## WHAT YOU SHOULD DO
Can you reproduce every row below word for word, leaving out the pictures?

## RECORDS PROVIDED

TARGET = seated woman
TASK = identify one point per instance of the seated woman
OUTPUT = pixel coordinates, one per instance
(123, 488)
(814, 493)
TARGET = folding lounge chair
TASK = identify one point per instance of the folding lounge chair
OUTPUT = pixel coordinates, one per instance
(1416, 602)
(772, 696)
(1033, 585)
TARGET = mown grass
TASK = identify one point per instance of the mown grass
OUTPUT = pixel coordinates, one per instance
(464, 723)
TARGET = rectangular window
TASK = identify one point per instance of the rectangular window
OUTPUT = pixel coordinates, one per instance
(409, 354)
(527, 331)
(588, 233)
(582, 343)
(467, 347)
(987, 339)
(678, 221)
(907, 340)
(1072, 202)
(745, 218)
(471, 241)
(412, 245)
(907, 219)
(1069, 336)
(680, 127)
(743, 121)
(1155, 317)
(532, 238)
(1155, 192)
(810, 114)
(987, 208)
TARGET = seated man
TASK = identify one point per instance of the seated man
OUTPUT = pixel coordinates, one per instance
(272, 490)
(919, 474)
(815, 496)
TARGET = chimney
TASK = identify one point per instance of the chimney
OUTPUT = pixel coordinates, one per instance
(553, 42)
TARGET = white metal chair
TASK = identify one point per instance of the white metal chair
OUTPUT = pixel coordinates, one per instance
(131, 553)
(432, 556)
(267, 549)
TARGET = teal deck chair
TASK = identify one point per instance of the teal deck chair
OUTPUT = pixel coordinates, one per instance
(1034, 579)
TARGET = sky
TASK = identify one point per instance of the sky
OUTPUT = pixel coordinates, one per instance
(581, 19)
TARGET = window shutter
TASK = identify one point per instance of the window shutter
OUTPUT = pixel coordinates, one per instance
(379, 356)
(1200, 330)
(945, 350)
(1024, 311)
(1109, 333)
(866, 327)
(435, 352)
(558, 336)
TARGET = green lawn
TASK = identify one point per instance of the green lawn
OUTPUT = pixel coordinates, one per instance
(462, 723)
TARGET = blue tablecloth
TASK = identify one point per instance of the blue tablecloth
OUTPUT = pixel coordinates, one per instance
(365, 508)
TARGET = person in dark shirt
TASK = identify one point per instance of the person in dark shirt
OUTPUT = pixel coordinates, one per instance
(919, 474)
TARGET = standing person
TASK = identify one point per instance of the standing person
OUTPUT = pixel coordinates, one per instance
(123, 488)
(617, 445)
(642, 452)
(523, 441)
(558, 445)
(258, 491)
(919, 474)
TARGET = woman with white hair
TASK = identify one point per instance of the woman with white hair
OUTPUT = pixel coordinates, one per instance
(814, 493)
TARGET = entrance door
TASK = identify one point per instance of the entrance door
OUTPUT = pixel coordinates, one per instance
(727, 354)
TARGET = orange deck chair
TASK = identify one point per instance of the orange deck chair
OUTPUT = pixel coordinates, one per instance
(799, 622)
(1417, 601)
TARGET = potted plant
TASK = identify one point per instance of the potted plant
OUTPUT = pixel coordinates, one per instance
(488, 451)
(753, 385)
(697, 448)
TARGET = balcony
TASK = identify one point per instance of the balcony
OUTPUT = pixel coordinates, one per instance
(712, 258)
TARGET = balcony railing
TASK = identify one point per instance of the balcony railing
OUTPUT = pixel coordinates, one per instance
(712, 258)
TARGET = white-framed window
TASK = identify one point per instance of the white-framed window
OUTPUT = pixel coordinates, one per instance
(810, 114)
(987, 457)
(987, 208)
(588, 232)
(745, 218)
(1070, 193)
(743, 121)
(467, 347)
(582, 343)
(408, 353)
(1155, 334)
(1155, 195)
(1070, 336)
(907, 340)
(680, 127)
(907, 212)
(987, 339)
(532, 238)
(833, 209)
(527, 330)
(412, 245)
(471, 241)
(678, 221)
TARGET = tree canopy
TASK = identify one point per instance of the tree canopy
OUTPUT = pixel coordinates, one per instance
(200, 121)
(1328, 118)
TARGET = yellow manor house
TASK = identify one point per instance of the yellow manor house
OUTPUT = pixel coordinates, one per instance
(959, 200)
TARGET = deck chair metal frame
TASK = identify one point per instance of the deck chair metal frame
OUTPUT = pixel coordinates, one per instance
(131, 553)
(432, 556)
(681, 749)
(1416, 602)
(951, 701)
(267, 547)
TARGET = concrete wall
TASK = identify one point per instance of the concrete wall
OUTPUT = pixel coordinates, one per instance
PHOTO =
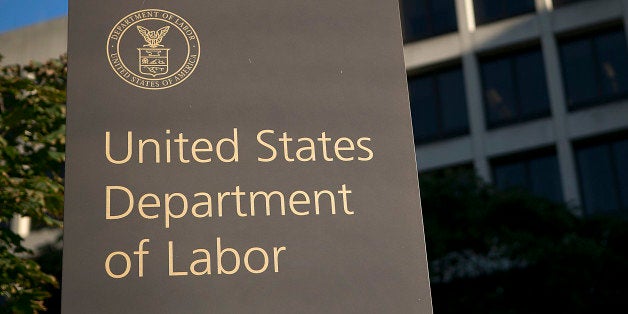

## ANSWER
TARGET = seated woman
TASK = identify one point per instance of the seated woman
OUTPUT = pixel coordinates, one per instance
(123, 488)
(814, 493)
TARGET = folding lounge chair
TASK = identify one point per instance of the folding lounge chair
OUTPUT = pixel coordinates, one per instance
(1416, 602)
(772, 696)
(1033, 585)
TARGET = mown grass
TASK = identify one point per instance of the mown grass
OUTPUT = pixel coordinates, one per instance
(464, 723)
TARGET = rectangular window
TASK = identify one point per instance of the rectangular window
OUTPUT = pixel coordinates, one per instance
(409, 354)
(527, 331)
(588, 233)
(582, 343)
(467, 347)
(987, 339)
(678, 221)
(907, 340)
(1072, 202)
(745, 218)
(471, 241)
(412, 245)
(907, 219)
(1069, 336)
(680, 127)
(743, 121)
(1155, 317)
(532, 238)
(1155, 192)
(810, 114)
(987, 208)
TARGET = seated man
TASK = identify one point per instance of the seated man
OUTPUT = pixel coordinates, one per instance
(272, 490)
(919, 474)
(815, 496)
TARGET = chimney
TASK = identify one point per instance of the chimney
OUTPUT = pixel coordinates, one per instance
(553, 42)
TARGET = white metal chair
TASK = identify one point per instance of the white metal chair
OUTPUT = pixel coordinates, one per instance
(131, 553)
(432, 556)
(267, 549)
TARGET = teal deck chair
TASK = identify one point per instance of the teal deck chair
OUTPUT = pixel coordinates, one per instance
(1034, 579)
TARGET = sky
TASK = identify one point per instance of the sky
OUTPUT = pixel coordinates, one per instance
(581, 19)
TARGET = window shutter
TASK = identify one point per instance of the window shutter
OUTPUT = pixel coordinates, one per instance
(379, 356)
(1200, 330)
(945, 350)
(1024, 311)
(1109, 333)
(866, 327)
(435, 352)
(558, 336)
TARGET = green lawn
TASK = identify one point per instance of the green lawn
OUTPUT = pixel coordinates, one per instance
(462, 723)
TARGET = blue tablecloth
TASK = identify one point per instance of the blue tablecloth
OUTPUT = pixel coordinates, one per instance
(365, 508)
TARGET = person in dark shirt
TASK = identify one point per instance of the person in dark shirt
OUTPUT = pixel coordinates, one per instance
(919, 474)
TARGET = standing person
TASK = identify one point per instance of the standing person
OUTPUT = pixel coordinates, one per instance
(123, 488)
(617, 445)
(642, 452)
(523, 441)
(558, 445)
(258, 491)
(919, 474)
TARGET = woman with white hair
TASK = identify one point per instance of the woman with white hair
OUTPUT = pixel coordinates, one per instance
(814, 493)
TARGET = entrance door
TASK = identify one point per instance of the entrance door
OUTPUT = pixel coordinates, one per instance
(727, 354)
TARGET = orange deck chair
TASK = identify one point per instance of the orange deck chair
OUTPUT = pixel coordinates, one per instance
(799, 622)
(1417, 601)
TARGET = potted plant
TASK = identify one point per instance of the potted plant
OUTPUT = pixel coordinates, one per instance
(488, 451)
(753, 385)
(697, 448)
TARGET = balcony
TASK = identify one point per instance of the balcony
OUTPUT = pixel coordinates, one per instance
(712, 258)
TARGET = balcony railing
TASK = identify one point per instance of the balcony railing
OUTPUT = pixel coordinates, one per instance
(712, 258)
TARGET = white-framed window
TASK = identify one point per instance of the white-framed window
OUTPUT = pixel coordinates, one per instance
(810, 114)
(987, 457)
(987, 208)
(588, 232)
(745, 218)
(1070, 193)
(743, 121)
(467, 347)
(582, 343)
(408, 353)
(1155, 334)
(1155, 195)
(1070, 336)
(907, 340)
(680, 127)
(907, 212)
(987, 339)
(532, 238)
(833, 209)
(527, 330)
(412, 245)
(471, 241)
(678, 221)
TARGET = tree canopy
TASK = identify one point per instance of the tree canopy
OUTPUT = pixel coordinates, one per instance
(200, 121)
(1328, 118)
TARGET = yellow manor house
TASK = identify one point per instance of the yellow manor house
OUTPUT = pixel coordinates, one per instance
(959, 200)
TARGET = deck chair metal frame
TASK = identify one point per instance of the deck chair metal frame
OUTPUT = pixel coordinates, one per instance
(131, 553)
(432, 556)
(681, 749)
(1416, 602)
(951, 701)
(267, 547)
TARGET = concrete wall
TASK = identify one point per instance of the concrete wall
OUTPUT = pixel coordinates, one per instance
PHOTO =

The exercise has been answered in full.